Monday, September 21, 2015

RSA #3 - Teaching Technology through Inquiry Based Instruction




This week's reading focused on inquiry-based learning. Inquiry-based learning starts by introducing problems or questions for students to solve without a set path to travel. Students will seek out issues and details to research and develop further questions to continually refine and refocus their work towards a solution. I have found inquiry-based learning to be extremely effective in the classroom, and the knowledge gained to be authentic and deep. While I have had great success using inquiry-based learning in many subject matters, I have found it to be most effective in teaching technology to students. 

One of the greatest advantages of using inquiry-based learning to teach technology is the understanding that technology is always changing and evolving, thus new solutions are possible at every turn. When I teaching my students code using Code.org last year, they quickly realized that I didn't have the answers for them, and they would have to problem solve independently, think creatively, and work persistently. They rose to the challenge and made me realize how much more they were capable of achieving. 

The linked article, "Teaching Computer Science Through Inquiry", discusses using inquiry-based learning in a field not often associated with this method. The author argues that computer science is often taught simply is engineering, but would be and more effectively taught as a science as well. Utilizing inquiry-based lessons, students will focus less on asking "How do we make X?",  instead asking, "How does X work?"

**Data excerpts**
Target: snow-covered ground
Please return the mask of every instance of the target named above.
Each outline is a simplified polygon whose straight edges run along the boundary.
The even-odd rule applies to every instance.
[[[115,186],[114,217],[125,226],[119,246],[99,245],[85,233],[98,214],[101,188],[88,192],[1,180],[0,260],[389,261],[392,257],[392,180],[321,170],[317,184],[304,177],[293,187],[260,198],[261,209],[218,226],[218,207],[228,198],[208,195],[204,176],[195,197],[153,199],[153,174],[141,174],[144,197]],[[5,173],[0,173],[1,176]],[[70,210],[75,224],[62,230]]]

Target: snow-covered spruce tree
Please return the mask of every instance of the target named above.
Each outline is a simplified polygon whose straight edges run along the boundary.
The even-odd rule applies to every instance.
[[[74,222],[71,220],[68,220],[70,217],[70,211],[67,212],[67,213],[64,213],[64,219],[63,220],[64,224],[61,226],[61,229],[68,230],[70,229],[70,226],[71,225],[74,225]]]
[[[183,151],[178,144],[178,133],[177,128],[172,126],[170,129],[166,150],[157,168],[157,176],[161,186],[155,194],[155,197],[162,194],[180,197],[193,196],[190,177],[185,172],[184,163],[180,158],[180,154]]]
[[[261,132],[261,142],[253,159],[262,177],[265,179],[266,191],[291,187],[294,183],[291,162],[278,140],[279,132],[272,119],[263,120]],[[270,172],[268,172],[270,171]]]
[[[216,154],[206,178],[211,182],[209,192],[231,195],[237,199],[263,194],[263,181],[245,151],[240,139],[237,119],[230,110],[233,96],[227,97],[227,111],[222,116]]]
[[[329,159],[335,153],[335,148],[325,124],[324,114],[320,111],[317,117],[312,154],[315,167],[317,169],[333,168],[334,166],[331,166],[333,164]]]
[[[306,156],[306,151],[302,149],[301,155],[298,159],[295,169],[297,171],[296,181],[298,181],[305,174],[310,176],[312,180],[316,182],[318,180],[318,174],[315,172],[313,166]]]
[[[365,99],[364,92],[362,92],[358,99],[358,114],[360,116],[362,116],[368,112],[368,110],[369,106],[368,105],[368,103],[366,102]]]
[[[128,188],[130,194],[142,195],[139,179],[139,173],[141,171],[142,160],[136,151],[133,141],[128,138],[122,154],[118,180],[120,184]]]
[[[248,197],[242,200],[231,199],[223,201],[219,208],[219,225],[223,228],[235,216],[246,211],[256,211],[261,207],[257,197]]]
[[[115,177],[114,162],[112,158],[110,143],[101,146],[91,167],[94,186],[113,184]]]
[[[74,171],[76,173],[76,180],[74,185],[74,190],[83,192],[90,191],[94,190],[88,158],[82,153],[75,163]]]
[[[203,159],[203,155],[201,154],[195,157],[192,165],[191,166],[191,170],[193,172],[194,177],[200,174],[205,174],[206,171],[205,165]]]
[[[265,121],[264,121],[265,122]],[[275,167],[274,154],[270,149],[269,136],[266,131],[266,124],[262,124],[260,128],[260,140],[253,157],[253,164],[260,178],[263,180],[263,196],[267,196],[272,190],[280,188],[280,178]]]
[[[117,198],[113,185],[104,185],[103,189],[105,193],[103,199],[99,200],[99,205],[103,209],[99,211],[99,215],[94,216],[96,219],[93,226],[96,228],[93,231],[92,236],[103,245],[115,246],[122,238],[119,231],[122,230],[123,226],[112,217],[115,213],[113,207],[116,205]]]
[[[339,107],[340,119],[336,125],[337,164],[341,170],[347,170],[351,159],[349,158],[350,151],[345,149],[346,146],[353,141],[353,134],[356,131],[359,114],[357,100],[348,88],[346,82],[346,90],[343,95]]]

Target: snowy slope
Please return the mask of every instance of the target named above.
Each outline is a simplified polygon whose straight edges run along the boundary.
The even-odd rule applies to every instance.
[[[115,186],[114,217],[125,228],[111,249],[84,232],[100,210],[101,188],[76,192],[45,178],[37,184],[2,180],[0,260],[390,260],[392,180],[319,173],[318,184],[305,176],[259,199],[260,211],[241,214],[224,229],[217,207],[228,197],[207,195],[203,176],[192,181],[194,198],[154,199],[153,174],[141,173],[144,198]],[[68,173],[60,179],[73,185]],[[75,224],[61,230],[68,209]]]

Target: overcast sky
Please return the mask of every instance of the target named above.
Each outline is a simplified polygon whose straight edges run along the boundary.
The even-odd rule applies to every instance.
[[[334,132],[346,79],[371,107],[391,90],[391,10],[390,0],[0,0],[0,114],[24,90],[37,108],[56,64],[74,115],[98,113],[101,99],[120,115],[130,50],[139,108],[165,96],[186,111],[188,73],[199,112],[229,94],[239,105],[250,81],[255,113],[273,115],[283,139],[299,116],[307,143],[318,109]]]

**Study questions**
1) From the blog post on inquiry-based learning, extract the passage that begins at the words "RSA #3 - Teaching" and stops after the words "technology to students.".
2) Answer these questions using the blog post on inquiry-based learning:
(a) What did the writer's students use last year to learn code?
(b) What is the title of the linked article?
(c) In teaching which subject has the writer found inquiry-based learning most effective?
3) Carry on the blog post on inquiry-based learning, starting right after its final sentence.
The records come from a different source than the blog post.

**Outputs by task**
1)
RSA #3 - Teaching Technology through Inquiry Based Instruction




This week's reading focused on inquiry-based learning. Inquiry-based learning starts by introducing problems or questions for students to solve without a set path to travel. Students will seek out issues and details to research and develop further questions to continually refine and refocus their work towards a solution. I have found inquiry-based learning to be extremely effective in the classroom, and the knowledge gained to be authentic and deep. While I have had great success using inquiry-based learning in many subject matters, I have found it to be most effective in teaching technology to students.

2)
(a) Code.org
(b) "Teaching Computer Science Through Inquiry"
(c) Technology

3)
The author adds, what I believe, is an excellent distillation of what inquiry based learning would look like in a technology or computer software class. "Teaching computer science as inquiry might be a great way to teach debugging skills.  We would think about each run of a program as an experiment, and we would explicitly 'identify assumptions,' 'construct explanations,' and 'consider alternative explanations', ... encouraging students to explore 'how things work' and what their models of computation are and what they should be."  While the research on inquiry-based learning in computer science is limited, I believe it is a natural fit as activities such as identifying a virus or troubleshooting computer software. What is hacking if not inquiry-based process?